→ WORK INSTRUCTIONS:
How many lines in the items below contain the string "positive", with capitalization taken into account? Reply with the number alone.

(Items drawn from a data source)
_ _ _ _
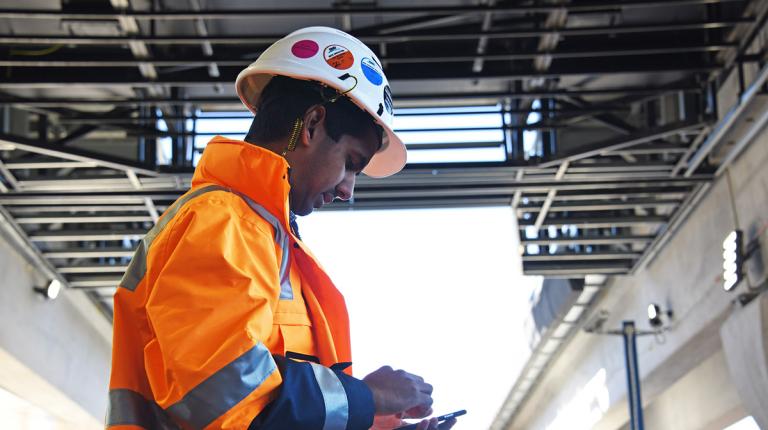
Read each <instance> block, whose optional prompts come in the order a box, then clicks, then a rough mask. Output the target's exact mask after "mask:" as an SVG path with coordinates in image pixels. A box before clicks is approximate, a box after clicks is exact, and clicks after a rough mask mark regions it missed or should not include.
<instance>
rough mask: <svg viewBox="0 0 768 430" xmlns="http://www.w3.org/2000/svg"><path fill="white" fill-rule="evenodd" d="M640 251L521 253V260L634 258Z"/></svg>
mask: <svg viewBox="0 0 768 430" xmlns="http://www.w3.org/2000/svg"><path fill="white" fill-rule="evenodd" d="M641 255H642V253H641V252H590V253H575V252H573V253H571V252H568V253H560V254H547V253H542V254H523V256H522V259H523V262H524V263H525V262H530V261H588V260H600V261H603V260H635V259H637V258H640V256H641Z"/></svg>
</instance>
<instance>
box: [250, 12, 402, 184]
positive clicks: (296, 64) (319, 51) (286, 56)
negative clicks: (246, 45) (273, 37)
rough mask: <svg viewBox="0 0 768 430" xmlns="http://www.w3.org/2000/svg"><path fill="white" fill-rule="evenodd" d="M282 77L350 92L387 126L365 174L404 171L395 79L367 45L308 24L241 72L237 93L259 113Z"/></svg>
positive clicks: (339, 34)
mask: <svg viewBox="0 0 768 430" xmlns="http://www.w3.org/2000/svg"><path fill="white" fill-rule="evenodd" d="M276 75H281V76H287V77H290V78H295V79H302V80H310V81H316V82H320V83H321V84H324V85H327V86H329V87H332V88H334V89H336V90H338V91H339V92H340V93H345V95H346V96H347V97H349V98H350V99H351V100H352V101H353V102H354V103H355V104H357V105H358V106H359V107H360V108H362V109H364V110H365V111H366V112H368V113H369V114H370V115H371V117H373V119H374V120H375V121H376V122H377V123H378V124H379V125H380V126H381V127H382V128H383V129H384V136H383V139H382V146H381V149H380V150H379V151H378V152H377V153H376V154H375V155H374V156H373V158H372V159H371V161H370V163H368V165H367V166H366V167H365V169H363V173H365V174H366V175H368V176H371V177H374V178H383V177H385V176H390V175H393V174H395V173H397V172H399V171H400V170H402V169H403V166H405V162H406V150H405V145H404V144H403V142H402V140H400V138H398V137H397V135H395V132H394V131H393V130H392V122H393V119H394V114H393V110H392V93H391V91H390V89H389V82H388V81H387V77H386V76H384V72H383V71H382V68H381V62H379V59H378V57H376V54H374V53H373V51H371V50H370V49H369V48H368V47H367V46H365V44H363V43H362V42H360V41H359V40H357V39H356V38H355V37H353V36H351V35H349V34H347V33H345V32H343V31H340V30H336V29H335V28H330V27H307V28H303V29H301V30H296V31H294V32H293V33H291V34H289V35H288V36H285V37H284V38H282V39H280V40H278V41H277V42H275V43H273V44H272V45H271V46H270V47H269V48H267V50H266V51H264V52H263V53H262V54H261V55H260V56H259V58H258V59H257V60H256V61H254V62H253V64H251V65H250V66H248V67H247V68H246V69H245V70H243V71H242V72H240V74H239V75H238V76H237V82H236V87H237V95H238V96H240V100H242V102H243V104H245V106H246V107H247V108H248V109H250V110H251V111H252V112H253V113H256V106H258V100H259V97H260V96H261V92H262V90H263V89H264V87H265V86H266V85H267V83H268V82H269V80H270V79H272V77H273V76H276ZM350 89H351V91H350Z"/></svg>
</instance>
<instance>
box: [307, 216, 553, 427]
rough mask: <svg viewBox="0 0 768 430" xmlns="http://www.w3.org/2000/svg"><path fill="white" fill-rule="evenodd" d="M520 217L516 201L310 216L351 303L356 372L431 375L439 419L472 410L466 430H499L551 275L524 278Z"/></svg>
mask: <svg viewBox="0 0 768 430" xmlns="http://www.w3.org/2000/svg"><path fill="white" fill-rule="evenodd" d="M515 224H516V223H515V219H514V215H513V212H512V210H511V208H509V207H492V208H466V209H422V210H396V211H395V210H390V211H353V212H349V211H321V212H319V213H315V214H312V215H310V216H307V217H304V218H300V219H299V226H300V230H301V234H302V236H303V238H304V241H305V242H306V243H307V244H308V246H309V247H310V248H311V249H312V251H313V252H314V253H315V255H317V257H318V259H319V260H320V262H321V263H322V264H323V266H324V267H325V268H326V269H327V270H328V272H329V274H330V276H331V278H332V279H333V280H334V282H335V283H336V285H337V286H338V288H339V289H340V290H341V292H342V293H343V294H344V296H345V298H346V301H347V306H348V308H349V312H350V318H351V323H352V344H353V360H354V373H355V375H356V376H358V377H362V376H365V375H366V374H368V373H370V372H372V371H374V370H376V369H377V368H379V367H380V366H382V365H391V366H393V367H394V368H402V369H405V370H407V371H410V372H412V373H416V374H419V375H421V376H423V377H424V378H425V379H426V380H427V382H429V383H431V384H433V386H434V387H435V392H434V399H435V404H434V411H435V413H436V414H441V413H448V412H452V411H455V410H459V409H466V410H467V411H468V413H467V415H466V416H464V417H461V418H460V419H459V424H457V426H456V428H457V429H482V428H489V426H490V424H491V422H492V421H493V419H494V418H495V416H496V413H497V412H498V411H499V408H500V407H501V405H502V403H503V402H504V400H505V399H506V397H507V394H508V393H509V390H510V389H511V388H512V385H513V384H514V382H515V379H516V377H517V375H518V374H519V372H520V369H521V368H522V366H523V365H524V363H525V361H526V360H527V359H528V355H529V349H528V347H527V340H526V339H527V338H526V335H525V334H524V329H523V327H524V324H523V321H524V319H525V318H526V317H527V315H529V314H530V304H529V301H528V298H529V297H530V295H531V293H532V291H533V289H534V288H535V287H536V286H537V285H538V284H539V283H540V282H541V280H540V278H538V277H524V276H523V275H522V273H521V267H520V257H519V254H518V252H517V235H516V233H515V229H516V226H515ZM484 363H485V364H484ZM488 363H496V364H497V365H489V364H488ZM501 363H503V365H502V364H501Z"/></svg>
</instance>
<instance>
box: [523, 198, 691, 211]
mask: <svg viewBox="0 0 768 430" xmlns="http://www.w3.org/2000/svg"><path fill="white" fill-rule="evenodd" d="M545 202H546V201H545ZM680 203H682V200H678V199H675V200H658V199H642V200H636V201H631V200H617V201H593V202H583V203H570V202H563V201H561V202H554V203H552V204H551V205H550V207H549V212H578V211H589V212H591V211H614V210H622V209H633V208H636V207H659V206H677V205H679V204H680ZM518 210H519V211H520V212H539V211H541V210H542V206H538V205H537V206H532V205H523V206H519V207H518Z"/></svg>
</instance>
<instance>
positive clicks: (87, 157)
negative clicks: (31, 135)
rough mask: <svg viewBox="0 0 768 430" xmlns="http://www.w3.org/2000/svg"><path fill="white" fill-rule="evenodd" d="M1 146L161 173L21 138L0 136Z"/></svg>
mask: <svg viewBox="0 0 768 430" xmlns="http://www.w3.org/2000/svg"><path fill="white" fill-rule="evenodd" d="M0 144H4V145H8V146H10V147H13V148H14V149H19V150H22V151H27V152H32V153H35V154H42V155H47V156H49V157H56V158H61V159H64V160H72V161H78V162H83V163H93V164H96V165H97V166H100V167H106V168H109V169H115V170H121V171H129V170H130V171H133V172H135V173H138V174H141V175H148V176H160V173H158V172H156V171H154V170H150V169H148V168H147V167H146V166H143V165H140V164H138V163H132V162H130V161H128V160H120V159H118V158H115V157H108V156H105V155H101V154H95V153H92V152H88V151H83V150H80V149H75V148H66V149H64V148H61V147H57V146H54V145H50V144H47V143H43V142H38V141H34V140H31V139H27V138H23V137H20V136H9V135H4V134H0Z"/></svg>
_ _ _ _
→ EXERCISE OUTPUT:
3